**待完成任务**
1 > 根据这篇关于二进制数据读写的教程,读写普通二进制数据可以使用Python内置哪个模块的哪两个函数?
2 > 请从最后一句之后接着写这篇关于二进制数据读写的教程。

**文档正文**
3.3 二进制数据读写¶

Markdown by 张涛涛
二进制数据可以快速地与机器交互、节省空间。广义地讲,NetCDF、Grib、HDF数据均属于二进制数据。

1)普通二进制数据¶

普通二进制文件直接将数据存储为二进制,读写该数据须对数据进行编解码, 可用Python内置struct模块的pack()和unpack()函数

将wave.nc写成普通二进制格式文件wave.grd
注意:有的Xarray不支持中文路径,包括所在文件夹为中文

In [1]:
import xarray as xr
from struct import pack
if __name__=='__main__':
    da = xr.open_dataset('wave.nc')
    dat = da['wave']
    dat = dat.to_numpy()
    f = open('wave.grd','wb')
    for x in dat:
        for y in x:
            for z in y:
                z = pack('f',z)
                f.write(z)
    f.close()

将写的数据读出来

In [2]:
from struct import unpack
import numpy as np
if __name__=='__main__':
    with open('wave.grd','rb') as f:
        dat = f.read()
    dat = unpack(str(12*181*360)+'f',dat)
    dat = np.reshape(dat,(12,181,360))
    print(dat.shape)
(12, 181, 360)

pack()和upack()函数中的数据格式的设置取决于具体需求,一般使用little-endian的(表示二进制的位是正序的);在个别模式中数据会存储为big-endian的格式(二进制的位是反序的),如:unpack('>f',x);除浮点型外,二进制还可以存储整型或64位的浮点型等。若对二进制数据进行再编码,就可以存成netCDF、HDF、Grib等数据类型。

2)NetCDF和HDF¶

NetCDF是支持多平台创建、读写和分享的数组形式的数据,气象数据常存储成netCDF格式,比如各种再分析资料。

**数据**
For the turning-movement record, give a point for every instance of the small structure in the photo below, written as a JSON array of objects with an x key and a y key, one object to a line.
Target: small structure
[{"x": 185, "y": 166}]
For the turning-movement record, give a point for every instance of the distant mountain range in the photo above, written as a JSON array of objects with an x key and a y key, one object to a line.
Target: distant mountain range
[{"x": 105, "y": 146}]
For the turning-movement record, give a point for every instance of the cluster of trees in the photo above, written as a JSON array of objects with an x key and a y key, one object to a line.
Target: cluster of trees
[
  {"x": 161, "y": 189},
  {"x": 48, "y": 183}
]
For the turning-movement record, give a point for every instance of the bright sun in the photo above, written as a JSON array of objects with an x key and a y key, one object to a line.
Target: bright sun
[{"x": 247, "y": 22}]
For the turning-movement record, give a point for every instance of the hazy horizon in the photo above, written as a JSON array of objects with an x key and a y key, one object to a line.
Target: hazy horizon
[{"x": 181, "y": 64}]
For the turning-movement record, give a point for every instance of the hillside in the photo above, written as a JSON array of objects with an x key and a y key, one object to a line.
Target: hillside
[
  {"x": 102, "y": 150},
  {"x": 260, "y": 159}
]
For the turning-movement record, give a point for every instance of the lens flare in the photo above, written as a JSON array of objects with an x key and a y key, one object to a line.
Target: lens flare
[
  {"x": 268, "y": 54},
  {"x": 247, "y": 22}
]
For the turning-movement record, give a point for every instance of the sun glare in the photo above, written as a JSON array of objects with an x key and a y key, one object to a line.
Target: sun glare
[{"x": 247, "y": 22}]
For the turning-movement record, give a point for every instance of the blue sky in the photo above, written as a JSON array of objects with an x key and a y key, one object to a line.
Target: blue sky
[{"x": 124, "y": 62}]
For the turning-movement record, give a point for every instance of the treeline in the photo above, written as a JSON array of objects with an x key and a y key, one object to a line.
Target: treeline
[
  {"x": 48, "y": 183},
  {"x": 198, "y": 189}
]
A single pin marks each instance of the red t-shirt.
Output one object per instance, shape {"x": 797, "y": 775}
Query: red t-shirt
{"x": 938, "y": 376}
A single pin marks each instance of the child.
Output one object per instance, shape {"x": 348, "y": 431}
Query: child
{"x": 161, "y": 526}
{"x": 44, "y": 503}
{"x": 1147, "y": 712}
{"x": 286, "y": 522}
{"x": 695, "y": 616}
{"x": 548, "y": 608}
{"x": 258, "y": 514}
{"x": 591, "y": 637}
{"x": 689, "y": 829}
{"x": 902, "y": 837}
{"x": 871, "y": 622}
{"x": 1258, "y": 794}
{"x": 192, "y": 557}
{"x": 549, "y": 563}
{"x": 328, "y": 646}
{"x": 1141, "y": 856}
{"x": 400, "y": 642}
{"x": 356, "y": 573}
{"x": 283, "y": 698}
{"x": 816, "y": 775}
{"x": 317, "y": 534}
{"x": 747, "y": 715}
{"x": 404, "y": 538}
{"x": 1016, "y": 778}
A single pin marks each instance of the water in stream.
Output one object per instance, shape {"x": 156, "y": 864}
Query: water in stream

**答复内容**
1 > struct模块的pack()和unpack()函数。

2 >
NetCDF和HDF可用xarray.open_dataset()打开,也可用netCDF4和h5py

利用netCDF4库读取nc文件

In [3]:
from netCDF4 import Dataset, num2date
if __name__=='__main__':
    f = Dataset('wave.nc')
    print(f)
<class 'netCDF4._netCDF4.Dataset'>
root group (NETCDF4 data model, file format HDF5):
    dimensions(sizes): time(12), lat(181), lon(360)
    variables(dimensions): int64 time(time), int64 lat(lat), int64 lon(lon), float64 wave(time, lat, lon)
    groups: 
In [4]:
    dat = f.variables['wave']
    print(dat)
<class 'netCDF4._netCDF4.Variable'>
float64 wave(time, lat, lon)
    _FillValue: nan
    units: unitless
    creator: Zhou Y.
    destription: A sin wave
unlimited dimensions: 
current shape = (12, 181, 360)
filling on
In [5]:
    dat = dat[:]
    print(dat.shape) #print(dat)
(12, 181, 360)

netCDF4库中的num2date函数可将整数序列转换成时间

In [6]:
    time = f.variables['time']
    print(time[:])
    time = num2date(time[:],time.units,calendar='standard')
    print(time)
[  0  31  59  90 120 151 181 212 243 273 304 334]
[cftime.DatetimeGregorian(2100, 1, 1, 0, 0, 0, 0, has_year_zero=False)
 cftime.DatetimeGregorian(2100, 2, 1, 0, 0, 0, 0, has_year_zero=False)
 cftime.DatetimeGregorian(2100, 3, 1, 0, 0, 0, 0, has_year_zero=False)
 cftime.DatetimeGregorian(2100, 4, 1, 0, 0, 0, 0, has_year_zero=False)
 cftime.DatetimeGregorian(2100, 5, 1, 0, 0, 0, 0, has_year_zero=False)
 cftime.DatetimeGregorian(2100, 6, 1, 0, 0, 0, 0, has_year_zero=False)
 cftime.DatetimeGregorian(2100, 7, 1, 0, 0, 0, 0, has_year_zero=False)
 cftime.DatetimeGregorian(2100, 8, 1, 0, 0, 0, 0, has_year_zero=False)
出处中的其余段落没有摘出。